(Extracted data):
###

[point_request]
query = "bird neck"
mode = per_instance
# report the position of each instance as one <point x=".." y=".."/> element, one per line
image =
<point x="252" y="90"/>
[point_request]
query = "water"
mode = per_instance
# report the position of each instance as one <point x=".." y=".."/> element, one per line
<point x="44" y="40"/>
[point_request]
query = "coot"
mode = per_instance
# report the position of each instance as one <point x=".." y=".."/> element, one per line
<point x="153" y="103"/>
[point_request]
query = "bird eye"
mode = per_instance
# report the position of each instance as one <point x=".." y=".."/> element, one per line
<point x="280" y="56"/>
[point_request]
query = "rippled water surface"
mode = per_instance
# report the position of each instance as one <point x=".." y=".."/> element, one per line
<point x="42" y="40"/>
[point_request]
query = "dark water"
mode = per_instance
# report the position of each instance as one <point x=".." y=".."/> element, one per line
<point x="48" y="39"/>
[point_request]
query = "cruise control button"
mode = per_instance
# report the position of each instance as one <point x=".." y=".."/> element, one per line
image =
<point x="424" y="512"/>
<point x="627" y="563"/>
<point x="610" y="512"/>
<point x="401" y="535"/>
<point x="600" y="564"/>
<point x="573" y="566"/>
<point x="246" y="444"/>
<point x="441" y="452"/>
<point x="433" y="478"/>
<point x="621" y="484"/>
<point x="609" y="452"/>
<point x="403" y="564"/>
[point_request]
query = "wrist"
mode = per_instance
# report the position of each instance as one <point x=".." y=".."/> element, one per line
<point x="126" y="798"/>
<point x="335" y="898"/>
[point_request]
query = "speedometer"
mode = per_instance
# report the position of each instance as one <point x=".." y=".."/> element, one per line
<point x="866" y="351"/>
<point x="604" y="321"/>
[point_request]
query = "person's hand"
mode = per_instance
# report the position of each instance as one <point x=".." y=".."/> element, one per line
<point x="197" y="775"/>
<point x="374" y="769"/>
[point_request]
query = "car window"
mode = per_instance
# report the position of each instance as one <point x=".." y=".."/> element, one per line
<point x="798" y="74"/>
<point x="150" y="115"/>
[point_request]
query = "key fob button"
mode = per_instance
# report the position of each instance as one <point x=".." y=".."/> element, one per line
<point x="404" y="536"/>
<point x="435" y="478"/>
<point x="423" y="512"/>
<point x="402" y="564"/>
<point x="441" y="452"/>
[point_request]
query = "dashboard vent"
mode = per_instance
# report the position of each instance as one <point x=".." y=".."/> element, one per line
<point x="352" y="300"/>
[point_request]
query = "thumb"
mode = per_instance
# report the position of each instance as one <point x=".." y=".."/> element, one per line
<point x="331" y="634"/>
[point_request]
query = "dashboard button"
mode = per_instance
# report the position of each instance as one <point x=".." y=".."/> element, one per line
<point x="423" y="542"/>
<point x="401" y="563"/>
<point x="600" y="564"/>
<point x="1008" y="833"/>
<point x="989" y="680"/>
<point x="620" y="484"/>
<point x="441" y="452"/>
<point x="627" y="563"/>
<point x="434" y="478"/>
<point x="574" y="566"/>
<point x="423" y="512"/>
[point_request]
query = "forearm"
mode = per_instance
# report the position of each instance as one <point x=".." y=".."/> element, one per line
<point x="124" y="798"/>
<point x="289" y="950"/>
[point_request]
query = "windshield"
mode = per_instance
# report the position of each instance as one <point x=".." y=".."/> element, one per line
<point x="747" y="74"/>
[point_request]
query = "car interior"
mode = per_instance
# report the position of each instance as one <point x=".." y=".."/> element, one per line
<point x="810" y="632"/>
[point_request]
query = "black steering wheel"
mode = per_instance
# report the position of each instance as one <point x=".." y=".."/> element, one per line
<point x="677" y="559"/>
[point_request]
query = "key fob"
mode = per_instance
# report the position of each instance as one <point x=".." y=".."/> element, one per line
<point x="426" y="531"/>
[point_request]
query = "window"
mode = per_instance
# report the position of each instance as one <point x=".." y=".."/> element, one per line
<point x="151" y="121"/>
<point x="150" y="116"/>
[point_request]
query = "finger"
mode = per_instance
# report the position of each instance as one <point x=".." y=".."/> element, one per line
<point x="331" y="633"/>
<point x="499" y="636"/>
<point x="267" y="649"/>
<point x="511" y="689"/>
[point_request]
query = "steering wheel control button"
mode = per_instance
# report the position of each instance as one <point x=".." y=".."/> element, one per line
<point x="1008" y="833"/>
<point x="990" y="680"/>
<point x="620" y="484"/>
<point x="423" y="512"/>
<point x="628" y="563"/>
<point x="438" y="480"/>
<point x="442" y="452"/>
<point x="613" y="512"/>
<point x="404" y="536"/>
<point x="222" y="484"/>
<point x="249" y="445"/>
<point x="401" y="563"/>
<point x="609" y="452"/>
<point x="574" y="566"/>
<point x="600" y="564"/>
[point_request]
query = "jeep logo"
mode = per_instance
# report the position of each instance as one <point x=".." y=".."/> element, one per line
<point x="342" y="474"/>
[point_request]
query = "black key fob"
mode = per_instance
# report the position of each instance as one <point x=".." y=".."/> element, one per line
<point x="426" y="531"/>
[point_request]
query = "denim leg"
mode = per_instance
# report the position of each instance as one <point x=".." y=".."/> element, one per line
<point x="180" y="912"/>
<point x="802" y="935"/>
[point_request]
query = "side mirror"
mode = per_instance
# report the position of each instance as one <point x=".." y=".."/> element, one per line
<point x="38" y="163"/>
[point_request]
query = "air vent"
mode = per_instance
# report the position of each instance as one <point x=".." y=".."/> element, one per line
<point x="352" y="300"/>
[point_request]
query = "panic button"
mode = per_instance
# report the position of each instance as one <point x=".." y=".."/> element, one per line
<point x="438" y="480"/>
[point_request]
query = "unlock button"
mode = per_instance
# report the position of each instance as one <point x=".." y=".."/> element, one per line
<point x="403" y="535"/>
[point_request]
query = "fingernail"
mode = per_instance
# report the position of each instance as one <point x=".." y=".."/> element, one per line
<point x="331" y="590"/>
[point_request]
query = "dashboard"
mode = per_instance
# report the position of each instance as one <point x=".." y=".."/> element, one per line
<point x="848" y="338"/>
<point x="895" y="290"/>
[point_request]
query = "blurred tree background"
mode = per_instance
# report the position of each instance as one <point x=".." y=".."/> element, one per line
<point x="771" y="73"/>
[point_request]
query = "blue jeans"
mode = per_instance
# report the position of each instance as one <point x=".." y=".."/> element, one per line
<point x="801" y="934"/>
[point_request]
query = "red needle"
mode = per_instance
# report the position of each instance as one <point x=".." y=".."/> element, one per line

###

(What is required):
The records above are to be printed out again exactly, without omission.

(Solution for this problem):
[point_request]
query = "bird neck"
mode = per_instance
# report the position of each instance as one <point x=".." y=".."/> element, one per line
image =
<point x="252" y="90"/>
[point_request]
query = "water"
mode = per_instance
# report the position of each instance as one <point x=".." y=".."/> element, one per line
<point x="44" y="40"/>
[point_request]
query = "coot"
mode = per_instance
# report the position of each instance as one <point x=".." y=".."/> element, one per line
<point x="153" y="103"/>
[point_request]
query = "bird eye"
mode = per_instance
# report the position of each instance as one <point x=".." y=".."/> element, one per line
<point x="280" y="56"/>
[point_request]
query = "rippled water surface"
mode = per_instance
# report the position of each instance as one <point x=".." y=".."/> element, one per line
<point x="42" y="40"/>
[point_request]
query = "dark water"
mode = per_instance
# report the position of each instance as one <point x=".." y=".."/> element, one per line
<point x="48" y="39"/>
[point_request]
query = "cruise control button"
mode = per_instance
# report the position of each instance as one <point x=".." y=".."/> element, one per line
image =
<point x="424" y="512"/>
<point x="627" y="563"/>
<point x="610" y="512"/>
<point x="401" y="535"/>
<point x="600" y="564"/>
<point x="573" y="566"/>
<point x="246" y="444"/>
<point x="441" y="452"/>
<point x="433" y="478"/>
<point x="621" y="484"/>
<point x="609" y="452"/>
<point x="403" y="564"/>
[point_request]
query = "wrist"
mode = per_instance
# report the position of each instance as one <point x=".." y=".."/> element, one per line
<point x="126" y="798"/>
<point x="335" y="898"/>
[point_request]
query = "speedometer"
mode = per_instance
# report the position of each instance as one <point x=".." y=".."/> element, one per line
<point x="866" y="351"/>
<point x="604" y="321"/>
[point_request]
query = "person's hand"
mode = per_instance
# report the position of each instance as one <point x=".." y=".."/> element, one per line
<point x="197" y="775"/>
<point x="374" y="769"/>
[point_request]
query = "car window"
mode = per_instance
# report the position of each instance as one <point x=".." y=".."/> element, one per line
<point x="798" y="74"/>
<point x="150" y="115"/>
[point_request]
query = "key fob button"
mode = per_instance
# report the position of each instance as one <point x=".." y=".."/> element, one per line
<point x="404" y="536"/>
<point x="435" y="478"/>
<point x="423" y="512"/>
<point x="402" y="564"/>
<point x="441" y="452"/>
[point_request]
query = "dashboard vent"
mode = per_instance
# report the position of each instance as one <point x=".." y=".."/> element, one per line
<point x="352" y="300"/>
[point_request]
query = "thumb"
mode = per_instance
# report the position of each instance as one <point x=".." y=".."/> element, one per line
<point x="331" y="634"/>
[point_request]
query = "dashboard button"
mode = per_instance
# report the position of each instance as one <point x=".." y=".."/> element, one per line
<point x="423" y="542"/>
<point x="401" y="563"/>
<point x="600" y="564"/>
<point x="1008" y="833"/>
<point x="989" y="680"/>
<point x="620" y="484"/>
<point x="441" y="452"/>
<point x="627" y="563"/>
<point x="434" y="478"/>
<point x="574" y="566"/>
<point x="423" y="512"/>
[point_request]
query = "forearm"
mode = per_instance
# report the position of each instance as one <point x=".." y=".."/> element, one per line
<point x="124" y="798"/>
<point x="289" y="950"/>
[point_request]
query = "windshield"
mode = per_instance
# report the position of each instance as one <point x=".." y=".."/> element, one per line
<point x="747" y="74"/>
[point_request]
query = "car interior"
mode = per_instance
# report the position of each instance as one <point x=".." y=".."/> element, one per line
<point x="810" y="632"/>
[point_request]
query = "black steering wheel"
mode = per_instance
# report the position of each instance as one <point x=".." y=".."/> element, one per line
<point x="677" y="559"/>
[point_request]
query = "key fob"
mode = per_instance
# report the position of each instance as one <point x=".." y=".."/> element, one per line
<point x="426" y="531"/>
[point_request]
query = "window"
mode = per_instance
# report the position of each instance as one <point x=".." y=".."/> element, one per line
<point x="151" y="121"/>
<point x="150" y="116"/>
[point_request]
query = "finger"
mode = per_instance
# report the position of each instance as one <point x=".." y=".."/> element, one per line
<point x="331" y="633"/>
<point x="499" y="636"/>
<point x="267" y="649"/>
<point x="511" y="689"/>
[point_request]
query = "steering wheel control button"
mode = per_instance
# report the position of each instance as one <point x=".." y=".."/> element, one per line
<point x="1008" y="833"/>
<point x="990" y="680"/>
<point x="620" y="484"/>
<point x="423" y="512"/>
<point x="628" y="563"/>
<point x="438" y="480"/>
<point x="442" y="452"/>
<point x="613" y="512"/>
<point x="404" y="536"/>
<point x="222" y="484"/>
<point x="249" y="445"/>
<point x="401" y="563"/>
<point x="609" y="452"/>
<point x="574" y="566"/>
<point x="600" y="564"/>
[point_request]
query = "jeep logo"
mode = per_instance
# report the position of each instance as one <point x=".." y=".."/> element, one per line
<point x="342" y="474"/>
[point_request]
query = "black key fob"
mode = per_instance
# report the position of each instance as one <point x=".." y=".."/> element, one per line
<point x="426" y="531"/>
[point_request]
query = "denim leg"
mode = per_instance
# report the position of each instance as one <point x=".." y=".."/> element, one per line
<point x="180" y="912"/>
<point x="802" y="935"/>
[point_request]
query = "side mirror"
mode = per_instance
# report the position of each instance as one <point x=".." y=".."/> element, one per line
<point x="38" y="163"/>
[point_request]
query = "air vent"
mode = per_instance
# report the position of each instance as one <point x=".." y=".."/> element, one per line
<point x="352" y="300"/>
[point_request]
query = "panic button"
mode = per_instance
# report the position of each instance as one <point x=".." y=".."/> element, one per line
<point x="438" y="480"/>
[point_request]
query = "unlock button"
mode = per_instance
# report the position of each instance as one <point x=".." y=".."/> element, one per line
<point x="403" y="535"/>
[point_request]
query = "fingernail"
mode = per_instance
# report the position of each instance as one <point x=".." y=".."/> element, one per line
<point x="331" y="590"/>
[point_request]
query = "dashboard"
mode = per_instance
# report the position of each instance as one <point x=".." y=".."/> element, one per line
<point x="848" y="338"/>
<point x="895" y="290"/>
[point_request]
query = "blurred tree background"
mode = per_instance
# report the position of each instance as one <point x=".." y=".."/> element, one per line
<point x="771" y="73"/>
[point_request]
query = "blue jeans"
mode = per_instance
# report the position of each instance as one <point x=".." y=".."/> element, one per line
<point x="801" y="934"/>
[point_request]
query = "red needle"
mode = per_instance
# report the position of each instance as one <point x=".." y=".."/> element, one per line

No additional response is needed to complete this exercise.